• EXERCÍCIO PROPOSTO A
No discurso sobre o Dia Internacional da Mulher, quais atividades são enumeradas logo depois da frase que diz que a data "é comemorado em todo o Brasil"? Liste todas.
• EXERCÍCIO PROPOSTO B
Traduza para o inglês esta frase do discurso sobre o Dia Internacional da Mulher: "Mais uma vez, constata-se a distância entre o discurso de valorização da mulher e as condições concretas para que isso aconteça."

• TRECHO DO TEXTO
+--

Discurso durante a 13ª Sessão Deliberativa Ordinária, no Senado Federal

CONSIDERAÇÕES SOBRE A CONDIÇÃO DA MULHER, NO DECORRER DAS COMEMORAÇÕES DO DIA INTERNACIONAL DA MULHER. REGISTRO DA REALIZAÇÃO DO XIII ENCONTRO NACIONAL FEMINISTA, EM JOÃO PESSOA, NO PERIODO DE 26 A 30 DE ABRIL, E DA MARCHA MUNDIAL DE MULHERES, QUE SE REALIZARA EM OUTUBRO DO CORRENTE ANO.

Autor
Geraldo Cândido (PT - Partido dos Trabalhadores/RJ)
Nome completo: Geraldo Cândido da Silva
Casa
Senado Federal
Tipo
Discurso
Resumo por assunto
HOMENAGEM. FEMINISMO.:
  • CONSIDERAÇÕES SOBRE A CONDIÇÃO DA MULHER, NO DECORRER DAS COMEMORAÇÕES DO DIA INTERNACIONAL DA MULHER. REGISTRO DA REALIZAÇÃO DO XIII ENCONTRO NACIONAL FEMINISTA, EM JOÃO PESSOA, NO PERIODO DE 26 A 30 DE ABRIL, E DA MARCHA MUNDIAL DE MULHERES, QUE SE REALIZARA EM OUTUBRO DO CORRENTE ANO.
Publicação
Publicação no DSF de 15/03/2000 - Página 4371
Assunto
Outros > HOMENAGEM. FEMINISMO.
Indexação
  • HOMENAGEM, DIA INTERNACIONAL, MULHER, CONTINUAÇÃO, LUTA, OPOSIÇÃO, EXCLUSÃO, DESEMPREGO, INFERIORIDADE, SALARIO, RETIRADA, DIREITOS SOCIAIS.
  • REGISTRO, DADOS, CENTRAL UNICA DOS TRABALHADORES (CUT), DISCRIMINAÇÃO, MULHER, NECESSIDADE, MOBILIZAÇÃO.
  • DEFESA, AUMENTO, PARTICIPAÇÃO, MULHER, POLITICA.
  • ANUNCIO, ENCONTRO, AMBITO NACIONAL, FEMINISMO, MUNICIPIO, JOÃO PESSOA (PB), ESTADO DA PARAIBA (PB).
  • ANUNCIO, PARTICIPAÇÃO, BRASIL, MARCHA, MULHER, AMBITO INTERNACIONAL.

O SR. GERALDO CÂNDIDO (PT - RJ) – Sr. Presidente, Srªs e Srs. Senadores, mais um 8 de março, Dia Internacional da Mulher, é comemorado em todo o Brasil. Debates, manifestações, música, discursos, caminhadas, poesias, denúncias. De tudo um pouco. Mais uma vez, constata-se a distância entre o discurso de valorização da mulher e as condições concretas para que isso aconteça.

+--

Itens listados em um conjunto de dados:
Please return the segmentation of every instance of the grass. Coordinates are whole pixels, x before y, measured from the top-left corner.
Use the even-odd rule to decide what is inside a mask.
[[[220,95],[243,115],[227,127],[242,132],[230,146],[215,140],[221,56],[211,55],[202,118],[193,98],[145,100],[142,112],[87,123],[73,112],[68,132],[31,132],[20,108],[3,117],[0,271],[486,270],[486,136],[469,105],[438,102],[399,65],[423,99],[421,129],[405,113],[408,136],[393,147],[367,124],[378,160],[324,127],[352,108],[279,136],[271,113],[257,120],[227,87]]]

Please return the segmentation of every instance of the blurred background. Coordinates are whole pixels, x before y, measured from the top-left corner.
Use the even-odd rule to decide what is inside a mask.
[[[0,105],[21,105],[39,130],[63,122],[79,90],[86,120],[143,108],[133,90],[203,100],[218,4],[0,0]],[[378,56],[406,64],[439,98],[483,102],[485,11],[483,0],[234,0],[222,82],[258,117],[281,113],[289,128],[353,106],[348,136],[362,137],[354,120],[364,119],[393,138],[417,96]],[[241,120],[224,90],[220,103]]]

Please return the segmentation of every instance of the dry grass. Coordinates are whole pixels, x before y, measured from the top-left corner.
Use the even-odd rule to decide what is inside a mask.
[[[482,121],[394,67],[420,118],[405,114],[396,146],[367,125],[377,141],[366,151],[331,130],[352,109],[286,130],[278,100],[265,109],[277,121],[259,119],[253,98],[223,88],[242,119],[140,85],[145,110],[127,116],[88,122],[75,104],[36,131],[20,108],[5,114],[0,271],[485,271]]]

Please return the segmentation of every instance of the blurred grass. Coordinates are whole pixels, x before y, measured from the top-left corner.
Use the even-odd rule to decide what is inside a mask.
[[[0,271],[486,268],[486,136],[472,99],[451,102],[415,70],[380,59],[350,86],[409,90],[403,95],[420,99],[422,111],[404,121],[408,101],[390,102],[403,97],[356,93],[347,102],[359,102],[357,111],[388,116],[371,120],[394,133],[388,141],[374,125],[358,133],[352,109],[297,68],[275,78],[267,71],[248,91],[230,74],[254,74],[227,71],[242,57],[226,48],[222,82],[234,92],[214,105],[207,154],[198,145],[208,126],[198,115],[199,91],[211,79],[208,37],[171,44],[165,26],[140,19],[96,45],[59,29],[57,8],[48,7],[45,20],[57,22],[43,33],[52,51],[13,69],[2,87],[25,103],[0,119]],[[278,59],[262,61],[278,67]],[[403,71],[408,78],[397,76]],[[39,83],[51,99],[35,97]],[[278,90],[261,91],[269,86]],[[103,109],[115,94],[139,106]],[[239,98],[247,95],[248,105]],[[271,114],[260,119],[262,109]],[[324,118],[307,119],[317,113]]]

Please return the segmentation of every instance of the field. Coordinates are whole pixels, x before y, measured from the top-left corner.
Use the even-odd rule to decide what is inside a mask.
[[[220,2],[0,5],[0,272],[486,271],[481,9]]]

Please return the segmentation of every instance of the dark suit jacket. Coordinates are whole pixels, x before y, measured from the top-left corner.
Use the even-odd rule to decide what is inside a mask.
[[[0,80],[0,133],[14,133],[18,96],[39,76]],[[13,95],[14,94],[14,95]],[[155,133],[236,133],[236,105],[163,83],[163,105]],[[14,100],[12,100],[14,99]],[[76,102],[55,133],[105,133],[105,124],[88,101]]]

+--

• RESPOSTA CORRETA A
Debates, manifestações, música, discursos, caminhadas, poesias e denúncias.

• RESPOSTA CORRETA B
Once again, one sees the gap between the rhetoric of valuing women and the concrete conditions for that to happen.